━━ GIVEN PASSAGE ━━
What is virtual reality?

At this stage it is worth exploring what the term ‘virtual reality’ actually means. Firstly, it should be distinguished from ‘Augmented Reality’ (AR) which is defined by the Oxford English Dictionary as ‘the addition of computer-generated output, such as images or sound, to a person's view or experience of his or her physical surroundings by means of any of various electronic devices’ (OED Online, 2022). VR, by contrast, is defined as ‘a computer-generated simulation of a lifelike environment that can be interacted with in a seemingly real or physical way by a person’. In short, while AR seeks to, as the name suggests, augment a user's reality, VR seeks to replace the user's environment with an entirely new one.

VR's creation of a ‘computer generated simulation’ can be further subdivided. Freina and Ott (Reference Freina and Ott2015) identify two distinct forms of VR – non-immersive and immersive. Non-immersive VR involves the use of a conventional screen such as a computer monitor. The user is therefore unable to feel truly situated in the virtual environment and always retains an awareness of the physical environment in which they are situated. Immersive VR, however, employs a Head Mounted Display (HMD). This device obscures the user's ‘real’ environment and replaces it entirely with a simulated one. Motion sensors within the HMD allow for the tracking of head movement, enabling the user to explore their virtual environment in a manner which replicates real world experiences. The result is that the user feels far more immersed in the simulated environment than could ever be possible with traditional screens. When VR is discussed in an educational context it is usually with reference to the immersive form and from VR's earliest uses this immersion was identified as being key for its potential to support learning (Psotka, Reference Psotka1995).
━━━
━━ ENTRIES PROVIDED ━━
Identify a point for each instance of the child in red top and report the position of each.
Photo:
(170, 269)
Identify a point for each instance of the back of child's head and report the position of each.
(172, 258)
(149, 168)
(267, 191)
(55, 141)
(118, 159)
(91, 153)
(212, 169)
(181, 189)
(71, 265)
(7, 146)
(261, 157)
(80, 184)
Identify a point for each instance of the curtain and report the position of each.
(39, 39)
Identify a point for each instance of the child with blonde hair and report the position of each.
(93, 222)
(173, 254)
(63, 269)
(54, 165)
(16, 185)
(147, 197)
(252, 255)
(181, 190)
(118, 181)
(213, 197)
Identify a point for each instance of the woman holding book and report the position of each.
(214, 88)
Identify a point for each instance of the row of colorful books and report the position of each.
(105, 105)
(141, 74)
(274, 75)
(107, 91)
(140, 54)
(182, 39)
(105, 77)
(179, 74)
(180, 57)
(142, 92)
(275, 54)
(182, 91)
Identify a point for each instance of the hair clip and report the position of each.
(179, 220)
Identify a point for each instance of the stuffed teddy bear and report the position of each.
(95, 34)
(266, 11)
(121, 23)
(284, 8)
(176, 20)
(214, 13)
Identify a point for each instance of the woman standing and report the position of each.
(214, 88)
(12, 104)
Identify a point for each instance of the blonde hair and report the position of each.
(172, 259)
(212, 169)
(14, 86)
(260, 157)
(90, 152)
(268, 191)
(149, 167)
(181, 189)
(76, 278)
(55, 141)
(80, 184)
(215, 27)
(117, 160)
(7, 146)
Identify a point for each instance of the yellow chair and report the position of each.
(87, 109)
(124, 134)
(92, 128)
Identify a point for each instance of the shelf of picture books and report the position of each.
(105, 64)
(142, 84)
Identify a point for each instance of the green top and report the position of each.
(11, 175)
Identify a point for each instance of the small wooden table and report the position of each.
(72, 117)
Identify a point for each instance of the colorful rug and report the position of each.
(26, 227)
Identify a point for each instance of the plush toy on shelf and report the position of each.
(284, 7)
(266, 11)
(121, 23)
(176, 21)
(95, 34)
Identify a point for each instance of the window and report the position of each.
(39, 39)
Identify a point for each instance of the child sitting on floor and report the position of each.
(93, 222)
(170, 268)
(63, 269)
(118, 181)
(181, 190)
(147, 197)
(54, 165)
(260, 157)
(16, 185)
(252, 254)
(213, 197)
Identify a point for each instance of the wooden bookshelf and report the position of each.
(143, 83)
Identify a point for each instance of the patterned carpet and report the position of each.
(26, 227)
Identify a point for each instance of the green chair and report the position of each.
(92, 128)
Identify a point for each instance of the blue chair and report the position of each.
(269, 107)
━━━
**TASK REQUIREMENTS**
Set down the full passage on virtual reality again, word for word.

**RESPONSE TO THE TASK**
What is virtual reality?

At this stage it is worth exploring what the term ‘virtual reality’ actually means. Firstly, it should be distinguished from ‘Augmented Reality’ (AR) which is defined by the Oxford English Dictionary as ‘the addition of computer-generated output, such as images or sound, to a person's view or experience of his or her physical surroundings by means of any of various electronic devices’ (OED Online, 2022). VR, by contrast, is defined as ‘a computer-generated simulation of a lifelike environment that can be interacted with in a seemingly real or physical way by a person’. In short, while AR seeks to, as the name suggests, augment a user's reality, VR seeks to replace the user's environment with an entirely new one.

VR's creation of a ‘computer generated simulation’ can be further subdivided. Freina and Ott (Reference Freina and Ott2015) identify two distinct forms of VR – non-immersive and immersive. Non-immersive VR involves the use of a conventional screen such as a computer monitor. The user is therefore unable to feel truly situated in the virtual environment and always retains an awareness of the physical environment in which they are situated. Immersive VR, however, employs a Head Mounted Display (HMD). This device obscures the user's ‘real’ environment and replaces it entirely with a simulated one. Motion sensors within the HMD allow for the tracking of head movement, enabling the user to explore their virtual environment in a manner which replicates real world experiences. The result is that the user feels far more immersed in the simulated environment than could ever be possible with traditional screens. When VR is discussed in an educational context it is usually with reference to the immersive form and from VR's earliest uses this immersion was identified as being key for its potential to support learning (Psotka, Reference Psotka1995).